Set problem: Pick out every line of the records below that contains the string "blue", and copy each such line. Case counts.

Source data

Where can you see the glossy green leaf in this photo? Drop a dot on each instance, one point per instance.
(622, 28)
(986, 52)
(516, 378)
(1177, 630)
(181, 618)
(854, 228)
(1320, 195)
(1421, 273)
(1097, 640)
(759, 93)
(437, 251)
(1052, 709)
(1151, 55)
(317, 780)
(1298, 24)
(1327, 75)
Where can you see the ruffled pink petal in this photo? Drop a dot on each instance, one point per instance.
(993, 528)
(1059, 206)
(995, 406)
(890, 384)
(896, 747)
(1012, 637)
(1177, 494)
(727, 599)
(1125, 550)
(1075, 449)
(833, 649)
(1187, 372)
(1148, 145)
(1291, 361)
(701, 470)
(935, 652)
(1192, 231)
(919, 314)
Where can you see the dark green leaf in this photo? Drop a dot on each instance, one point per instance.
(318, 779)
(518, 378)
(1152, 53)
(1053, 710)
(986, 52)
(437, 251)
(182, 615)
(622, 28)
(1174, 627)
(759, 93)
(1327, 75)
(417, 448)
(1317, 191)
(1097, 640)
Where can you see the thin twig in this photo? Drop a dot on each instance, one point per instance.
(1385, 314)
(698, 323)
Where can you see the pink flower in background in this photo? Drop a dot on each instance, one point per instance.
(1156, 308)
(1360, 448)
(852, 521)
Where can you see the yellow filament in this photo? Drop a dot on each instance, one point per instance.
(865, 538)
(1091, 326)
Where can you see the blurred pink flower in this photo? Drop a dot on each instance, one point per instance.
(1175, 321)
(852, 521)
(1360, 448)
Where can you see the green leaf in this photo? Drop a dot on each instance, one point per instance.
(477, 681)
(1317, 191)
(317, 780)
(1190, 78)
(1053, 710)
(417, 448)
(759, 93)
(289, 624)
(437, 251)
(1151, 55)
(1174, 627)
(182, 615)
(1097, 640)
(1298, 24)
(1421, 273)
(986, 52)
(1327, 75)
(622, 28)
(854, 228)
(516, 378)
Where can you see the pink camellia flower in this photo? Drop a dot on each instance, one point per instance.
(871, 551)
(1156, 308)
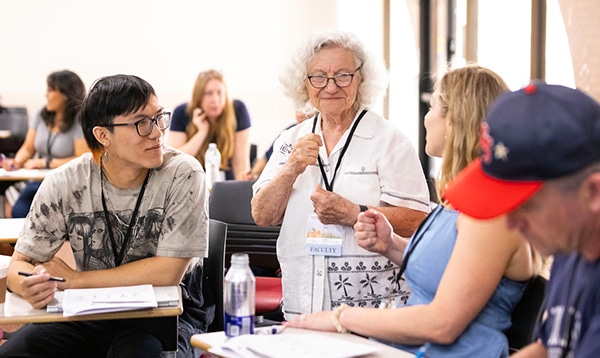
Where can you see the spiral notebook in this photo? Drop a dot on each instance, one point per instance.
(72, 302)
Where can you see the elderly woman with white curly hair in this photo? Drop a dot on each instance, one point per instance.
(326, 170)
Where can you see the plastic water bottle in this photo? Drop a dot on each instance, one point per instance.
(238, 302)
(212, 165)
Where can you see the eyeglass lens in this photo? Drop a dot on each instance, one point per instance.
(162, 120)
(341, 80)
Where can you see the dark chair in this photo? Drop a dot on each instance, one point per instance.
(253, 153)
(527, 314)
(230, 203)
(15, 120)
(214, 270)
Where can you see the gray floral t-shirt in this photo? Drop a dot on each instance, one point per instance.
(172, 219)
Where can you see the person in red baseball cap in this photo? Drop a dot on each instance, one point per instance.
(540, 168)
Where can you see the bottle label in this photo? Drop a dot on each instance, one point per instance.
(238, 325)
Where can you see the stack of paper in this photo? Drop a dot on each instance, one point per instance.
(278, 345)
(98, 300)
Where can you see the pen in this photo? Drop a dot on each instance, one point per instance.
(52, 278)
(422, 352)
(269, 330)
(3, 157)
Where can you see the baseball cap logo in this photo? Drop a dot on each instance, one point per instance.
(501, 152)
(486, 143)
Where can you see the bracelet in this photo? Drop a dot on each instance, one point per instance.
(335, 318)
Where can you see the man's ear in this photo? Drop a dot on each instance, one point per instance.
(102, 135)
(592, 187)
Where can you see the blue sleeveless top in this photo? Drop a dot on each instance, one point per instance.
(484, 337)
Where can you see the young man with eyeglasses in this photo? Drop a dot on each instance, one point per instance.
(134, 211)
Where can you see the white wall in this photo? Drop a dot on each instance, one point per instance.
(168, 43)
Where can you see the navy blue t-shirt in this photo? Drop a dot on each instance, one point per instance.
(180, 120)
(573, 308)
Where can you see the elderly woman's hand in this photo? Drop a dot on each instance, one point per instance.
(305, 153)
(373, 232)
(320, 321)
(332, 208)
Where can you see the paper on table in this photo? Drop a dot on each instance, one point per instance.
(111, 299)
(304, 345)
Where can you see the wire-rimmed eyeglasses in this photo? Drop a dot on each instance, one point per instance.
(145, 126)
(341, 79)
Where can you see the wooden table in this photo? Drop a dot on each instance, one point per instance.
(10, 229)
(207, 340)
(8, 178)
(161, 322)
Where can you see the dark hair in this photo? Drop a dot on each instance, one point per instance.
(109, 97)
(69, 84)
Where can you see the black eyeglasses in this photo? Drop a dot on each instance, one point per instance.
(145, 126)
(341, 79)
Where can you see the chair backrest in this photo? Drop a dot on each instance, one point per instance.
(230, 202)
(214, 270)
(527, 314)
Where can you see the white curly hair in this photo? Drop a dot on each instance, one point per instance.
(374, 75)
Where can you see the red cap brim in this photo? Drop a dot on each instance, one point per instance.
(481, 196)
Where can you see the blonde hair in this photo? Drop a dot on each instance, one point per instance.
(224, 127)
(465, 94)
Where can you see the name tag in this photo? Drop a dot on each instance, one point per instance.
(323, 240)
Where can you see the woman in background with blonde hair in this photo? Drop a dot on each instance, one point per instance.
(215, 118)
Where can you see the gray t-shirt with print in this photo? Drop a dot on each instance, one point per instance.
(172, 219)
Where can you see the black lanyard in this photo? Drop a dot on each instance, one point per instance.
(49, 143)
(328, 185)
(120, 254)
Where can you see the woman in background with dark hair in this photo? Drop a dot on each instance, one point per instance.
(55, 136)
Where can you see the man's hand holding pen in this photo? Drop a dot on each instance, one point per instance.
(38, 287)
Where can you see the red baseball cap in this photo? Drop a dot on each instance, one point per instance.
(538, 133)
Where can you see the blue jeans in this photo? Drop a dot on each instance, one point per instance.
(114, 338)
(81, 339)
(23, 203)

==

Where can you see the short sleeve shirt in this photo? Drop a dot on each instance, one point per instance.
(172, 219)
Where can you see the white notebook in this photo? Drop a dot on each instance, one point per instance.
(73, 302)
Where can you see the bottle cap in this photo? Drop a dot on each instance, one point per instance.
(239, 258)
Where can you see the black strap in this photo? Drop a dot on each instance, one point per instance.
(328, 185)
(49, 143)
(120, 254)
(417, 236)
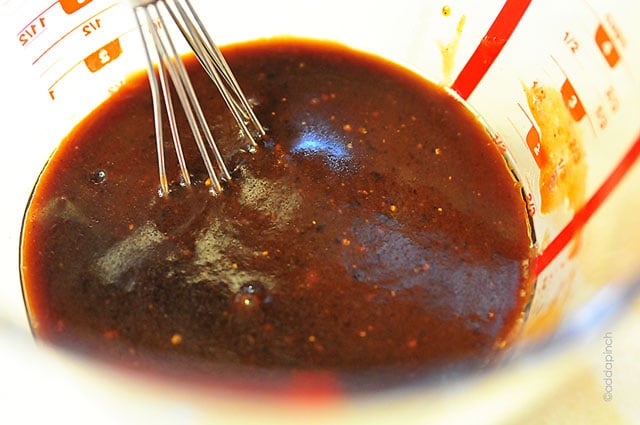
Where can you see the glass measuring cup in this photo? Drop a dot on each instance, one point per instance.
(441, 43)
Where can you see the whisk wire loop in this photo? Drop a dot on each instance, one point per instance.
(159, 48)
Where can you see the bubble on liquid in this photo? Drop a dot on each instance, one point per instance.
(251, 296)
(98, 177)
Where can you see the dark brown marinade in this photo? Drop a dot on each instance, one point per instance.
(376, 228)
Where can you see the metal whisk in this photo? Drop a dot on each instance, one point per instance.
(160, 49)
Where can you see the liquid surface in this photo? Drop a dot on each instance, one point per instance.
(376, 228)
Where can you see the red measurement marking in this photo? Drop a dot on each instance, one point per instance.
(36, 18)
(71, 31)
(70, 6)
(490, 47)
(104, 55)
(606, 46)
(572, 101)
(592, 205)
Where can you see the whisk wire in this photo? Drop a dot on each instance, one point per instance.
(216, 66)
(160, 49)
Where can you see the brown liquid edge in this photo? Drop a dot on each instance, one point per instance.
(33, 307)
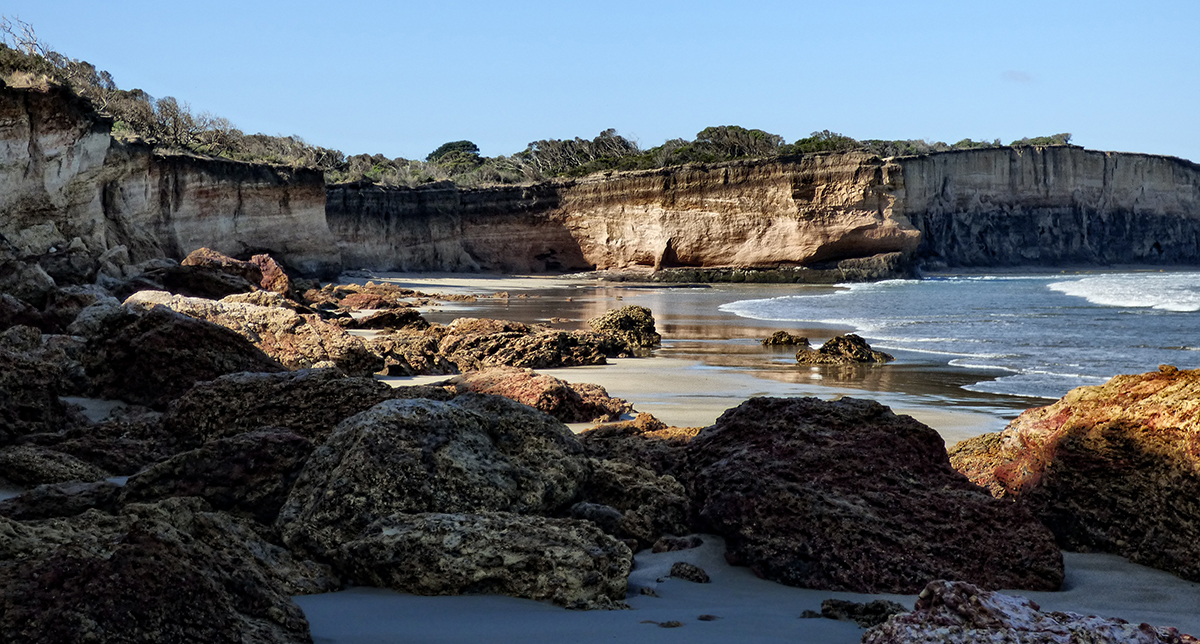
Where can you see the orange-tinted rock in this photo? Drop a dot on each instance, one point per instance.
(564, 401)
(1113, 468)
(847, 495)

---

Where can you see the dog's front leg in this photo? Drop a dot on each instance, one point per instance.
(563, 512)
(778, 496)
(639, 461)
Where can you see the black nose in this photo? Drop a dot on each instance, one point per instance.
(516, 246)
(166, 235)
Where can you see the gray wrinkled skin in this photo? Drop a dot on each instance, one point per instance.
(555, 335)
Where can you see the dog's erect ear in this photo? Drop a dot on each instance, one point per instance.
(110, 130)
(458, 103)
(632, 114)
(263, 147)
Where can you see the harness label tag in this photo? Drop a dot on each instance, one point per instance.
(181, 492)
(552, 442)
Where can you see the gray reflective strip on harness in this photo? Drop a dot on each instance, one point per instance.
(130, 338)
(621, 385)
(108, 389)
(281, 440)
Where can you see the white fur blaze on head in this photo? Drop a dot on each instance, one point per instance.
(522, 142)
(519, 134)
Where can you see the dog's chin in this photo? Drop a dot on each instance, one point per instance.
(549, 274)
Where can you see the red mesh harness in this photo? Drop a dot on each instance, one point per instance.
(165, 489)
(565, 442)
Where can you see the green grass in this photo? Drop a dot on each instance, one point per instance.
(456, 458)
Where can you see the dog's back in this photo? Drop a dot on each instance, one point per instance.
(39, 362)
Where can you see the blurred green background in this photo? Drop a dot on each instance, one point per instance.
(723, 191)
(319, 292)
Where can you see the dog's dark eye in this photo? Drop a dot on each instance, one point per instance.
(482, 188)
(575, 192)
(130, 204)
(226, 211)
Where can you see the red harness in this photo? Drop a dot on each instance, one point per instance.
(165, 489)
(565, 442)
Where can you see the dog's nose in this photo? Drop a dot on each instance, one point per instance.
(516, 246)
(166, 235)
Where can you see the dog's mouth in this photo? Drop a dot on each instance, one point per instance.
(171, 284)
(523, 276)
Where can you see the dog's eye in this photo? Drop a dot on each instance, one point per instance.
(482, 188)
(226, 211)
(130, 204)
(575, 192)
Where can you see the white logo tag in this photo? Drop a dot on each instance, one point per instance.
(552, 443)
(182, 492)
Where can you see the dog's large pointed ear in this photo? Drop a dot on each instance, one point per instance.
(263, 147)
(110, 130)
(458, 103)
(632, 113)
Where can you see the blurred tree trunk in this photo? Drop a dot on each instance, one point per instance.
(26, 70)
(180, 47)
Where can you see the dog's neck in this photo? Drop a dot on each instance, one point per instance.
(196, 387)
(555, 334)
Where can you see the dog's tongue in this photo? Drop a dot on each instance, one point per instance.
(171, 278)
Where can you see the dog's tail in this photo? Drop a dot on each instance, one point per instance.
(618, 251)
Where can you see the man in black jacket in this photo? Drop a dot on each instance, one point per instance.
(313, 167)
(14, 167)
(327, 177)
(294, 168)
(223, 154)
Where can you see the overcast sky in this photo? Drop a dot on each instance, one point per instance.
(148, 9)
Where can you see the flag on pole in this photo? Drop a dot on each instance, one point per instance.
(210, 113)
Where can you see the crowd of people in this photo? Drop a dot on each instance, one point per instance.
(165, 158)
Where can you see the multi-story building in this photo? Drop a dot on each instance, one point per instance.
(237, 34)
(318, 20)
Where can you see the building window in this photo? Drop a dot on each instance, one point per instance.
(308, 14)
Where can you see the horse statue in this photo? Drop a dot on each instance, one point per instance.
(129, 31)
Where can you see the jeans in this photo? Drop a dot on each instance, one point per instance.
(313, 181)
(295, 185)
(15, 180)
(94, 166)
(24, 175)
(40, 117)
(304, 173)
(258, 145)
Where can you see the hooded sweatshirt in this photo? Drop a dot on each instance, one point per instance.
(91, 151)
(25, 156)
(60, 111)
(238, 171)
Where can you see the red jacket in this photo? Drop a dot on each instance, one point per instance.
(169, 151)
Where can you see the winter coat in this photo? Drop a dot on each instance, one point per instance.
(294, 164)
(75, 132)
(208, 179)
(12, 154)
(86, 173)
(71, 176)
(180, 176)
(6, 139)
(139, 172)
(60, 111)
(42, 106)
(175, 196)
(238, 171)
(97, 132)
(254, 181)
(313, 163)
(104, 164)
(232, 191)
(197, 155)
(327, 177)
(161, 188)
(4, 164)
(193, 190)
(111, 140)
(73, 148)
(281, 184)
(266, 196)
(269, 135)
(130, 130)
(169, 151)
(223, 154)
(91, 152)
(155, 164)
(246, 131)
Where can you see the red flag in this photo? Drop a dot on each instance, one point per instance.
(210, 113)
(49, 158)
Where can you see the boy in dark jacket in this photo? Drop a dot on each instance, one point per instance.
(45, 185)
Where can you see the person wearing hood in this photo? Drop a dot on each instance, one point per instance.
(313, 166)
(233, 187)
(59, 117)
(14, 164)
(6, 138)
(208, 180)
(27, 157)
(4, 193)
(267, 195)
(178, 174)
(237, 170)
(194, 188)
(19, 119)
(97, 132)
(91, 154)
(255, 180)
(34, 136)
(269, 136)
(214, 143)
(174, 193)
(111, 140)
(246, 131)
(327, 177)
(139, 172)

Written response:
Where can you see the blue sleeveless top in this photo? Drop a dot on each instance, one point per instance.
Where can you see the navy blue t-shirt in this photo? Drop a dot on each instance, one point per instance.
Where can you see the blue jeans in this photo? Drop a dot on each instance, one point per instance.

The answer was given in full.